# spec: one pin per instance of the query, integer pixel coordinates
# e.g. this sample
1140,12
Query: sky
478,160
* * *
All entries above are to be reproduced exactly.

**Response**.
# spec: one pin per instance of the query, integer pixel coordinates
# e.g. this sample
1140,12
Query: sky
478,160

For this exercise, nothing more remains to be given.